» **Text extract**:
That's the block I did for the 6" swap. I just didn't assemble the quarters back together. It is a really neat block, that can be assembled several different ways. To get a 12-1/2" unfinished block, use 5 strips instead of the 4 Jenny uses. If you use a constant colour for the center strip, you can end up with an X when you assemble the four quarters.


----------



## Belfrybat

I'm doing a swap on another board where we are making the log cabin flying geese block in batiks and black. It would lend itself very nicely to this swap using three of our colours and white in place of the black. Instead of a jelly roll, cut strips 2-1/" wide and stop at three rounds instead of four to make a 12-1/2" unfinished block. Easy peasy. 

[ame]https://www.youtube.com/watch?v=42pztXcaVOI[/ame]


----------



## maxine

Good morning!!! 

I am really enjoying all the quilting tutorials!!! Belfry I am thinking on doing the Log Cabin
Flying Geese block.. Wow that looked fun..  although the Amazing Jelly Roll was cool too!! I checked my fabric stash and found I only have the lavender fabric.. so will have to go shopping... Oh darn .. 

On Monday I will post a progress report, so if everyone will please give an update on how you are doing I'd appreciate it.. For all of you that will be watching the Super Bowl, hope your team wins.. I'm rooting for the Seahawks..   Everyone keep well and warm!!!


----------



## Macybaby

Got a few more chunks of fabric (not that I needed it, but my husband didn't give me the "eye" because I told him I NEEDED it for the swap LOL!!)

Here are what I'm going to select from - still debating what block to make.










AND - I had my fabric for Melissa's one block swap - and it turns out the purple, yellow and green are perfect matches. The peach will work too, though the color in that fabric is more orange.

SO if you have not signed up for that (only one block to make) you should since you already have the colors you need for it!


----------



## Belfrybat

Macy -- you have a lovely array of colours. Laid out like that they look so fresh and Springy. And they would match nicely for the forum block.

» **Provided material**:
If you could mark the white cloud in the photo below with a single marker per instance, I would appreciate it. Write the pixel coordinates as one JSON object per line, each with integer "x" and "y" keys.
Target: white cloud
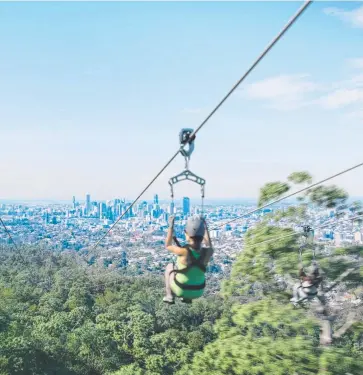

» **Task goal**:
Copy the passage of the quilting swap thread that begins at "Here are what" and ends after "need for it!", substituting "lilac" for "purple".

» **Reply**:
Here are what I'm going to select from - still debating what block to make.










AND - I had my fabric for Melissa's one block swap - and it turns out the lilac, yellow and green are perfect matches. The peach will work too, though the color in that fabric is more orange.

SO if you have not signed up for that (only one block to make) you should since you already have the colors you need for it!